-- Start GIVEN PASSAGE --

What will autonomous cars be like to ride in?

XiM 18 AV interior

Self-driving technology is poised to transform the way we use and pay for personal transport, and will also reshape our expectations of vehicle interiors. Whether we own an autonomous vehicle or treat it like a driverless taxi, today’s familiar approach to cabin layout – with forward facing seats, a dashboard and a steering wheel – is unlikely to be retained.

For Automotive Interiors World I spoke to a variety of experts with specialist knowledge of this topic. Dr Erik Coelingh, vice president at autonomous technology provider Zenuity and formerly of Volvo, talked about the safety implications of interiors with moveable, swivelling, multi-position seating.

Andrew Hart-Barron, head of interior design at VW Group’s Future Center Europe, outlined the shared-vehicle thinking that went into the recent Sedric self-driving concept car.

Han Hendriks, chief technology officer at Yanfeng Automotive Interiors, discussed his firm’s work on versatile interiors and how 3D mapping cameras might detect how people are positioned within an autonomous car’s cabin, for improved comfort and safety.

-- End GIVEN PASSAGE --
-- Start MATERIAL SHOWN --

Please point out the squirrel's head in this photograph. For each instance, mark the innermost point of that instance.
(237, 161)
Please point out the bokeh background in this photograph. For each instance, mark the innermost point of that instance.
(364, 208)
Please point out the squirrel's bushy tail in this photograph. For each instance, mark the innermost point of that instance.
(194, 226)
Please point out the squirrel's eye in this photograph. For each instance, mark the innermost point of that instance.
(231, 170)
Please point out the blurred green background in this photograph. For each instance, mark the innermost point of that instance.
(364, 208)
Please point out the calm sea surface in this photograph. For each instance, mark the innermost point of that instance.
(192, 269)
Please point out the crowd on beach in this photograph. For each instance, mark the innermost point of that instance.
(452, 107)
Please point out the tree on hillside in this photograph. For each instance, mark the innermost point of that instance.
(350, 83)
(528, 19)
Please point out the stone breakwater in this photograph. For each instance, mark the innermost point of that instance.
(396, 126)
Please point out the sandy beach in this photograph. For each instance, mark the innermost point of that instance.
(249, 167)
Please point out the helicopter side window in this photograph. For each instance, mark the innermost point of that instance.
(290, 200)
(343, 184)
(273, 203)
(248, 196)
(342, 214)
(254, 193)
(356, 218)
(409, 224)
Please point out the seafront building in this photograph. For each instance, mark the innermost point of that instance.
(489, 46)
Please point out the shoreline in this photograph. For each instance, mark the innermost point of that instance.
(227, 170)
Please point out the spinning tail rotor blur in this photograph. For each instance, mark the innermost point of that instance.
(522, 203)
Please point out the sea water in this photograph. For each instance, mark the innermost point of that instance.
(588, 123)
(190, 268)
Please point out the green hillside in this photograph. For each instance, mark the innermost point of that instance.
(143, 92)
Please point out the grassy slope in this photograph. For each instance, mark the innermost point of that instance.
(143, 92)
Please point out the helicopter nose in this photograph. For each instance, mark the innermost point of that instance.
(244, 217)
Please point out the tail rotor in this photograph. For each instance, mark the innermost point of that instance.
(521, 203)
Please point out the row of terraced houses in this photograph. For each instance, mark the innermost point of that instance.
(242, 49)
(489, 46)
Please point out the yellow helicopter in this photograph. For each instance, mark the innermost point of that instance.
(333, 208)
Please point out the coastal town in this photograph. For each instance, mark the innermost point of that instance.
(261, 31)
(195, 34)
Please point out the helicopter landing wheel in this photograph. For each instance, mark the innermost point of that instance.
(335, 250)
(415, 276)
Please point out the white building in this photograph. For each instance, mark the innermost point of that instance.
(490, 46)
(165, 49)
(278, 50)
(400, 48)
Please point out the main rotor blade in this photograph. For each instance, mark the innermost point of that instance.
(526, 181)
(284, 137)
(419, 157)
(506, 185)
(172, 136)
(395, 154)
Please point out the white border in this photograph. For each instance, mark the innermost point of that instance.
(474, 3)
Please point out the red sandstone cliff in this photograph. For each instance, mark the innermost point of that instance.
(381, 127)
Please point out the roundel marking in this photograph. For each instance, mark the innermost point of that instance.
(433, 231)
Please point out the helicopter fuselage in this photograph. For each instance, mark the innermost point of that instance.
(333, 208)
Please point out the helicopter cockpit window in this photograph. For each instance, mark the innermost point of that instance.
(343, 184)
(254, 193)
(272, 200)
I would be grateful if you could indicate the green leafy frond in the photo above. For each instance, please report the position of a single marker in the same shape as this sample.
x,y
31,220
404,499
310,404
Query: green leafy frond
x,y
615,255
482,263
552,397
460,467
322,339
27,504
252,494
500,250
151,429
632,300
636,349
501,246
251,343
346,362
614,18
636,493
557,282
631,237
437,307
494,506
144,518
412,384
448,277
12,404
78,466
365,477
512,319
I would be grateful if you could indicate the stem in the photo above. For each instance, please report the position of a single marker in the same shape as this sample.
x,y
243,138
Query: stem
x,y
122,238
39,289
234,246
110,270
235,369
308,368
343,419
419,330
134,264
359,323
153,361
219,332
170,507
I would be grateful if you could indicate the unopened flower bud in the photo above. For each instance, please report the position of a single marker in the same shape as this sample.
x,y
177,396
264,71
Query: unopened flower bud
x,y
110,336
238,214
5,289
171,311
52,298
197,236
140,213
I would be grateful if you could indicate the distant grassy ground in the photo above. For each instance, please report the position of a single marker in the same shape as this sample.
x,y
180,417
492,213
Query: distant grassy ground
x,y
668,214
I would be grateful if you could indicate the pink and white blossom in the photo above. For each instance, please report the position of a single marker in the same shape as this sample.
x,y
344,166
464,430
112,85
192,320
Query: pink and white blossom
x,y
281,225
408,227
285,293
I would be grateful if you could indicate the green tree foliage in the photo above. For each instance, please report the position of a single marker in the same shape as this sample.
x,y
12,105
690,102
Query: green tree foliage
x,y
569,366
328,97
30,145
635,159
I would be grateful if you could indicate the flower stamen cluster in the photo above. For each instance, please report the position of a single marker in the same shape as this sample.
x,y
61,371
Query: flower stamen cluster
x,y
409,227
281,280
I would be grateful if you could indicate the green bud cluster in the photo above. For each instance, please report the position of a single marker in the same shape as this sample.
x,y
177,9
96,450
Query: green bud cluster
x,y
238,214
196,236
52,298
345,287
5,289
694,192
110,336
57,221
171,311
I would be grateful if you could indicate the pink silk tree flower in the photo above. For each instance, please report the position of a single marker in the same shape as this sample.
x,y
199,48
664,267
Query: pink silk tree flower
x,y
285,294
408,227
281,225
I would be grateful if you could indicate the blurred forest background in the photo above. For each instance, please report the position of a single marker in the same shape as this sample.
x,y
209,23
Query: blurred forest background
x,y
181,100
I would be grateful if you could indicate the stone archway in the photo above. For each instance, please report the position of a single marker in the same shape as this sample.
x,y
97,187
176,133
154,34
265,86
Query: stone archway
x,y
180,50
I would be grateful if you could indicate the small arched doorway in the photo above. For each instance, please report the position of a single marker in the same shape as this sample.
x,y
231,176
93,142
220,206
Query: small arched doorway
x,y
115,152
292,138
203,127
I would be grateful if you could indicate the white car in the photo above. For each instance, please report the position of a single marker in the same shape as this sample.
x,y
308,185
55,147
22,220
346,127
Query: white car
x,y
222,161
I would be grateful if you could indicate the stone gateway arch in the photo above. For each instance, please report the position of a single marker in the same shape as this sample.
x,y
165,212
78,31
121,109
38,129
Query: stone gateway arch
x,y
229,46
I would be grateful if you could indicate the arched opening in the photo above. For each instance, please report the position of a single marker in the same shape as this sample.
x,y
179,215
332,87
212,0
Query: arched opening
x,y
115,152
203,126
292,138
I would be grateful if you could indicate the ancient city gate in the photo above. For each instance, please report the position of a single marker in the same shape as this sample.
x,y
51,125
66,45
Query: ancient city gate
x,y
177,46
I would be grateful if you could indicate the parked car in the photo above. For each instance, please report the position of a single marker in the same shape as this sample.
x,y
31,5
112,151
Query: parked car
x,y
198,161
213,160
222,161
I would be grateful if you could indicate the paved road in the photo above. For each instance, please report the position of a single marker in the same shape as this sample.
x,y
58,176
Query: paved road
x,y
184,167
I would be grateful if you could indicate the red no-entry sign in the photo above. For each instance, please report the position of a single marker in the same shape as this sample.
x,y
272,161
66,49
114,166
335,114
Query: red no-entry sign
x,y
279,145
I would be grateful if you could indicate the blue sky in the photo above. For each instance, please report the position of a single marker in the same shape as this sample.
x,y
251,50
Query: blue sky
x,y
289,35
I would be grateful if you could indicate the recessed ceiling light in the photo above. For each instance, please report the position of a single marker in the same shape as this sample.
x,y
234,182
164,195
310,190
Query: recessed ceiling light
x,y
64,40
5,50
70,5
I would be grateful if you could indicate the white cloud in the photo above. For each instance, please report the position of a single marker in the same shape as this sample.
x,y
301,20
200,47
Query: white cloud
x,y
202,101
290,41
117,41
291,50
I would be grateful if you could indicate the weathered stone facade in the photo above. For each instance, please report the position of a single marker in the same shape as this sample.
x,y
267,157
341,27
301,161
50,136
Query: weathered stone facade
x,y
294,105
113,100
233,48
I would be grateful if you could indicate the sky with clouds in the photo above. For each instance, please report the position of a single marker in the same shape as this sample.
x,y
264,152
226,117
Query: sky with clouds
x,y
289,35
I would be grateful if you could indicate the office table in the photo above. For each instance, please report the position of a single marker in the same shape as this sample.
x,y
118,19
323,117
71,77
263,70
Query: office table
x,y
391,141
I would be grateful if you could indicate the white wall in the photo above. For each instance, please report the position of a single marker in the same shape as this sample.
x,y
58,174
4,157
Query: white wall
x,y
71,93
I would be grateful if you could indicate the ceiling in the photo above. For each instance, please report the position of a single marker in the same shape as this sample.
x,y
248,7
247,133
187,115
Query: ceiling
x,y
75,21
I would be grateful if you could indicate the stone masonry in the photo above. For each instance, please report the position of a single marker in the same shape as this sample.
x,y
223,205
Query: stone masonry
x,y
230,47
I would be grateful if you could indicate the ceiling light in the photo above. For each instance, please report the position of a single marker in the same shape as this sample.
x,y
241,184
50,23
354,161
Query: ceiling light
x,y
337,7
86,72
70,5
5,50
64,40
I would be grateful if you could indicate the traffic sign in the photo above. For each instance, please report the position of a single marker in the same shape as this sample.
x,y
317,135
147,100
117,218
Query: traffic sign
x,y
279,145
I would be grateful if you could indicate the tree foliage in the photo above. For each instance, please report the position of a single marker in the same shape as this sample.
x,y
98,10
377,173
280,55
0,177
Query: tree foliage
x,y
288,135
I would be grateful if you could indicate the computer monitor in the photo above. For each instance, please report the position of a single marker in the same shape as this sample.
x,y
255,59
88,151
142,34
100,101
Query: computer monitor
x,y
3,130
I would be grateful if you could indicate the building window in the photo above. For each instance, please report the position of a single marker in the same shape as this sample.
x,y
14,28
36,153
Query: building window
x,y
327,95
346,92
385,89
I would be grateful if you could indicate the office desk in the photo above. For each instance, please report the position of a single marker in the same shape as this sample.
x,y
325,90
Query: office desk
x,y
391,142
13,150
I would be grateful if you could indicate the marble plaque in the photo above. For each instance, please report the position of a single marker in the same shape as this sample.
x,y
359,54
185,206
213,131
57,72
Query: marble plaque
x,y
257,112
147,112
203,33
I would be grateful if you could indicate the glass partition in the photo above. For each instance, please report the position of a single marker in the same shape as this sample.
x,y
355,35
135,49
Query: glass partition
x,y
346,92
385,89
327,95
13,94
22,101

-- End MATERIAL SHOWN --

_WHAT THE TASK ASKS_.
In the piece on autonomous car interiors, which concept car does Andrew Hart-Barron discuss? The items aren't needed here.

_OUTPUT OF THE TASK_.
The Sedric self-driving concept car.